### [WRITTEN EXERCISE]
Collect every line of the entries below that contains the string "jacket", and copy each such line. Case counts.

>> Start MATERIAL TO PROCESS

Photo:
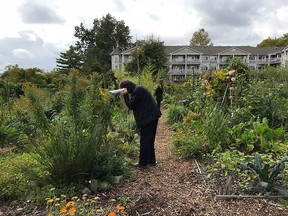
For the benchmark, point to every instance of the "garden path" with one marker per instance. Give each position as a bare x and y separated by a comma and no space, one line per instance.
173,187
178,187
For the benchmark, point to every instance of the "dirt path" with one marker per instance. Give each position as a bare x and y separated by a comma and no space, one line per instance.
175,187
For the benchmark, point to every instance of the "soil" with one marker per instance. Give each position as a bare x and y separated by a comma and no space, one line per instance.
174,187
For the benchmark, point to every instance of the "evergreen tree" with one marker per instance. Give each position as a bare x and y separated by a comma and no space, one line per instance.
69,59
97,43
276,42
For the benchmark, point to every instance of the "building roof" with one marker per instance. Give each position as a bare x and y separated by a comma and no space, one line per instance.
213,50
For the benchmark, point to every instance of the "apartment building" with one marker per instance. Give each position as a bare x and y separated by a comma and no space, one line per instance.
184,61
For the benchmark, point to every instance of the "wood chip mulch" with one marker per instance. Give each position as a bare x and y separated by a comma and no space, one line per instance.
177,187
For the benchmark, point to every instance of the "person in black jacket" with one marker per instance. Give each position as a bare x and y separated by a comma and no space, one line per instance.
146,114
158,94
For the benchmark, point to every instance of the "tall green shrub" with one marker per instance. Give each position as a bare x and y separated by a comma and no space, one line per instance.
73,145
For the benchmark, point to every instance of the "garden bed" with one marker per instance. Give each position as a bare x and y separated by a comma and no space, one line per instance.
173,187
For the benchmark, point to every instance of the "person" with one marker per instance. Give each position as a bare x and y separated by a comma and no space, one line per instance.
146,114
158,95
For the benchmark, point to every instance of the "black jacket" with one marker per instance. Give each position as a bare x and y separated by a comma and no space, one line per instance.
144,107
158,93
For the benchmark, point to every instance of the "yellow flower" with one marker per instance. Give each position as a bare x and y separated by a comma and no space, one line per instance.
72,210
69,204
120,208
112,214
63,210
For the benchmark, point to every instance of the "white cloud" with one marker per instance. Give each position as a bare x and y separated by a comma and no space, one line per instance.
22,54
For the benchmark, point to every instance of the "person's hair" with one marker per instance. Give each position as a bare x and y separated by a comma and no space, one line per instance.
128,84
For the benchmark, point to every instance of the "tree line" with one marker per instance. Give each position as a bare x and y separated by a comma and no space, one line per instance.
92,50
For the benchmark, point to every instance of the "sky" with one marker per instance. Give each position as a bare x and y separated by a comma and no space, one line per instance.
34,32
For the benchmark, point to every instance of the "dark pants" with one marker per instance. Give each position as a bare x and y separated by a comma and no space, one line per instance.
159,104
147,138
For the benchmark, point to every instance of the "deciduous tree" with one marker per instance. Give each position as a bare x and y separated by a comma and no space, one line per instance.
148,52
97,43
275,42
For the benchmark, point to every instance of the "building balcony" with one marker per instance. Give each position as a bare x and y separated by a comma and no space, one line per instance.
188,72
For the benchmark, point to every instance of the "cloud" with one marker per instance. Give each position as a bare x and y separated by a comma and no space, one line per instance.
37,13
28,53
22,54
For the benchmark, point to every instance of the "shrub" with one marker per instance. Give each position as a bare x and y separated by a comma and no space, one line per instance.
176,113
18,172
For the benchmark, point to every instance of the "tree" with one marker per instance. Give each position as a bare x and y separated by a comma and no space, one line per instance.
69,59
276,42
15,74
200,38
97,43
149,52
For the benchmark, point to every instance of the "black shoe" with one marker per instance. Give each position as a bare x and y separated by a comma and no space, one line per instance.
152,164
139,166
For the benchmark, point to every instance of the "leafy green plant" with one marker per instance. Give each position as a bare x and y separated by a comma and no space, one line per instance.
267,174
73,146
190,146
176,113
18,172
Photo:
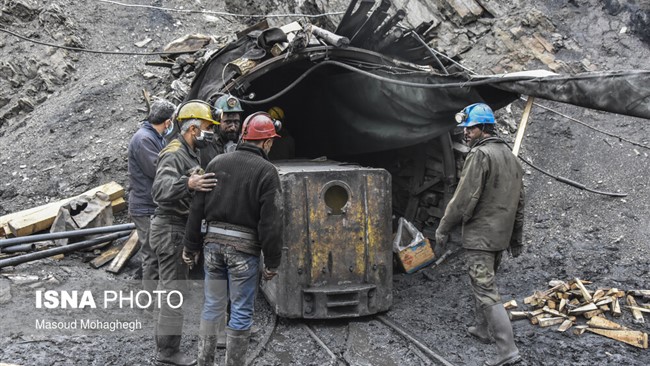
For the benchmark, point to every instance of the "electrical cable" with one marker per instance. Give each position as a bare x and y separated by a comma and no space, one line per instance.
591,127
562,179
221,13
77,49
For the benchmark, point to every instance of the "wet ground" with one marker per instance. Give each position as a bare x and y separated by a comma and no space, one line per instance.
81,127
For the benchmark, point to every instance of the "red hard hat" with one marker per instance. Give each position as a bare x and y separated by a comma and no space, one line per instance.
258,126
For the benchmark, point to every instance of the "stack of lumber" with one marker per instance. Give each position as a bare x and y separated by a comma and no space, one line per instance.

>> End MATERIAL TO PROCESS

### [EXERCISE RESULT]
For the benchmark, point to every instance of the "person in black jacket" with one marker per instance. Give each position as a bare x and y separated by a comma and no space, one line per instance.
For the benchmark, point to every instance of the "black jacket" with one marker per instance. Give each position as a bare x and y separated by a comma and no space, one line per instance.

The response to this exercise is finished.